> **Übungstext**:

——

Grexit ante portas?
Marktkommentar vom 15.05.2015
Nach der Banken-, Kredit-, und Wirtschaftskrise des Jahres 2008 traten die Eurokrise und eine Diskussion um den möglichen Austritt Griechenlands aus der Europäischen Währungsunion erstmals auf die Bildfläche. Seither ist es ein Dauerthema und Griechenland stand in den vergangenen sechs Jahren bereits einige Dutzend Male unmittelbar vor der Pleite. Letztlich fand man immer in letzter Minute einen Kompromiss bzw. einen Grund europäische Steuergelder an Griechenland bzw. an griechische wie auch französische, italienische und auch deutsche Banken umzuverteilen. Mittlerweile wird die Tatsache, dass es sich bei der sogenannten Griechenland-Rettung von Anbeginn in allererster Linie um weitere Bankenrettungen handelte, um Ausfälle auf Seitens Banken gehaltener griechischer Staatsanleihen zu vermeiden, von niemandem mehr ernsthaft bestritten.
Sicherlich war die griechische Wirtschaft nie auch nur ansatzweise wettbewerbsfähig im Vergleich zu Kern- und Nordeuropa. Darüber hinaus hat die unproduktive Bürokratie Ausmaße angenommen, die ihres Gleichen im gemeinsamen Wirtschaftsraum suchte und bis heute sucht, doch liegt der eigentliche Grund für die aktuelle Misere ganz woanders.

——

> **Vorliegende Informationen**:

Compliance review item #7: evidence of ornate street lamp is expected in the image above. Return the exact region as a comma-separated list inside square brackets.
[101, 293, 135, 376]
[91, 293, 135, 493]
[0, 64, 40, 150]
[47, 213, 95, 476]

——

> **Anhand des Textes**:
- A) Prüfen Sie, ob die folgenden Aussagen mit dem Marktkommentar übereinstimmen, und beantworten Sie jede mit Ja oder Nein samt den entscheidenden Worten des Marktkommentars als wörtlichem Zitat: (i) Die Diskussion um einen Austritt Griechenlands aus der Europäischen Währungsunion kam erstmals nach der Krise des Jahres 2008 auf. (ii) Dass es bei der Griechenland-Rettung vor allem um Bankenrettungen ging, wird heute noch ernsthaft bestritten. (iii) Die unproduktive Bürokratie ist der eigentliche Grund für die aktuelle Misere.
- B) Wie oft stand Griechenland laut dem Marktkommentar in den vergangenen sechs Jahren unmittelbar vor der Pleite?
- C) Führen Sie den Marktkommentar im Anschluss an seinen letzten Satz fort.
Die Datensätze sind für die Bearbeitung nicht erforderlich.

> **Antworten je Aufgabe**:
- A)
(i) Ja: „Nach der Banken-, Kredit-, und Wirtschaftskrise des Jahres 2008 traten die Eurokrise und eine Diskussion um den möglichen Austritt Griechenlands aus der Europäischen Währungsunion erstmals auf die Bildfläche.“
(ii) Nein: „von niemandem mehr ernsthaft bestritten“
(iii) Nein: „doch liegt der eigentliche Grund für die aktuelle Misere ganz woanders.“

- B) Bereits einige Dutzend Male.

- C)
Für ein real praktiziertes Gegenprogramm in Zeiten propagierter Alternativlosigkeit steht zwischenzeitlich Island. Während sich im gleichen Zeitraum die mit insolventen Banken konfrontierte isländische Regierung weigerte, die Verluste der Banken zu übernehmen – Island wächst mittlerweile übrigens wieder – bestand zwischen den seither verantwortlichen Regierungen Griechenlands wie auch der nordeuropäischen Staaten von Anbeginn Konsens, die von Banken gehaltenen Schulden und nicht-einbringbaren Forderungen zu übernehmen und fortan auf dem Rücken der Steuerzahler zu sozialisieren.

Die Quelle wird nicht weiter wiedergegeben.